Copy out every record below, word for word.

•••

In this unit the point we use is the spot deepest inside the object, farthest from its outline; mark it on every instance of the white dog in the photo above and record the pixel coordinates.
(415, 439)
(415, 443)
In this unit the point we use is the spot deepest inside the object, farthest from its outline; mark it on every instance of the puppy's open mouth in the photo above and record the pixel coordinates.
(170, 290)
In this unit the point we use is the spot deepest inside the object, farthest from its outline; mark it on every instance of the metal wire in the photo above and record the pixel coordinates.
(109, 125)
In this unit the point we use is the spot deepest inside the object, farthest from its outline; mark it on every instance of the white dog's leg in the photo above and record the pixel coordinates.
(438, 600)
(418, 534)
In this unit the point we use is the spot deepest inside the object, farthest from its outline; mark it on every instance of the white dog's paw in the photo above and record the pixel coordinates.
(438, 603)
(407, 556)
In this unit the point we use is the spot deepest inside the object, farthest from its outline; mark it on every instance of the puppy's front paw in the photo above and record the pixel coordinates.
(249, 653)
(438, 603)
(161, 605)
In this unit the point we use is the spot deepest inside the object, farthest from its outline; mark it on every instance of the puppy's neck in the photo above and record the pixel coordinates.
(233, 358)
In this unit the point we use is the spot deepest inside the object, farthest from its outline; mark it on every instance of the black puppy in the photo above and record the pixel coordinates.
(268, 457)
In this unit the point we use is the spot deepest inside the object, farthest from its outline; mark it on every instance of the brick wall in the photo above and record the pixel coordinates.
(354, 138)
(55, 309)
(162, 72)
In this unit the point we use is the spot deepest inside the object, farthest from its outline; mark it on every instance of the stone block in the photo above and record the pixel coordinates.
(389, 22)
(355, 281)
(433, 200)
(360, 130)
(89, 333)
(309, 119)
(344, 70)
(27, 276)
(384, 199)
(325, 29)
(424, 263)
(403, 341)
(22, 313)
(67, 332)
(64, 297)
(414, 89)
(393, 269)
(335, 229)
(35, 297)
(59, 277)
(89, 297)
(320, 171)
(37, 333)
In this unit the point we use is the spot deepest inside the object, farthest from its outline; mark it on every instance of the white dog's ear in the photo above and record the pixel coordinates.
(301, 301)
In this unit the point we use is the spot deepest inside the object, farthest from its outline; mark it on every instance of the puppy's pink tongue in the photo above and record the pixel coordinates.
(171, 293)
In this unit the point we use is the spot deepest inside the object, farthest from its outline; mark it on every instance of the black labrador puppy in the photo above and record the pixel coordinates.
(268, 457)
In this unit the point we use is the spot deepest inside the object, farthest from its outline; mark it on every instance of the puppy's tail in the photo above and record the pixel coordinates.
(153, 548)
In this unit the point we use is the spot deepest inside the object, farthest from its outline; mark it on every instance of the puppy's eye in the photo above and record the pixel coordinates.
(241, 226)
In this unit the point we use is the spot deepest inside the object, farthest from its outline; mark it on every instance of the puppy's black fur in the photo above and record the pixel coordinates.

•••

**RESPONSE**.
In this unit the point we use is the spot deepest inside the object, farthest from its outline; mark it on every instance of the white dog in the photo above and record the pixel coordinates.
(415, 439)
(415, 443)
In this unit the point we use is the spot deepest inside the object, farthest from its outline; mark it on every instance of the puppy's open mouth in the photo above and record the pixel coordinates.
(170, 290)
In this unit the point we use is the spot deepest inside the object, farthest from its outline; mark it on every instance of the metal wire in the photo above and record the pixel coordinates.
(109, 125)
In this unit the point we use is the spot deepest inside the object, farthest from its outline; mark it on every instance of the white dog's leg in the photo above and record the pixel coordinates.
(438, 600)
(418, 534)
In this unit the point we use is the spot deepest inside the object, farthest from its outline; mark it on every instance of the white dog's paw in the photo above and record the pixel coordinates.
(438, 603)
(407, 556)
In this unit the point we use is the spot deepest inside the object, farthest from its outline; mark it on every instance of the puppy's front paw in the photo above and record the pixel coordinates.
(249, 653)
(438, 603)
(161, 605)
In this unit the point we use is the spot deepest inside the object, farthest from its outline; mark it on every instance of the puppy's neck in the photo above and record the pixel coordinates.
(233, 358)
In this unit the point we use is the spot deepest inside the object, farthest from its outline; mark it on every instance of the black puppy in the photo above and record the pixel coordinates.
(268, 457)
In this unit the point we use is the spot deepest inside the object, farthest from its outline; mark it on every instance of the brick wall in the photo above and record the pixel coordinates.
(354, 138)
(55, 309)
(162, 72)
In this unit the point we use is the spot deepest inside the object, farthest from its outline; mark it on every instance of the stone block in the photo above and record the pixel coordinates.
(389, 22)
(355, 281)
(433, 200)
(360, 130)
(89, 333)
(309, 119)
(344, 70)
(27, 276)
(384, 199)
(325, 29)
(424, 263)
(403, 341)
(22, 313)
(67, 332)
(64, 297)
(414, 89)
(393, 269)
(335, 229)
(35, 297)
(59, 277)
(89, 297)
(320, 171)
(37, 333)
In this unit the point we use is the spot deepest inside the object, farthest from its outline; mark it on every instance of the white dog's ear in the photo above and record the pixel coordinates.
(301, 301)
In this unit the point we use is the spot deepest inside the object, farthest from its outline; mark it on every instance of the puppy's pink tongue in the photo above and record the pixel coordinates.
(171, 293)
In this unit the point we use is the spot deepest inside the object, farthest from its outline; mark it on every instance of the black labrador puppy in the photo above and record the pixel coordinates.
(268, 457)
In this unit the point we use is the spot deepest inside the object, farthest from its outline; mark it on every instance of the puppy's tail in the photo above and record the pixel coordinates.
(153, 548)
In this unit the point we use is the spot deepest inside the object, farthest from its outline; mark it on every instance of the puppy's eye in the photo above and record the pixel coordinates.
(241, 226)
In this unit the point we use is the spot deepest inside the object, farthest from its outline; mark it on every instance of the puppy's black fur in the photo above and record the pixel coordinates.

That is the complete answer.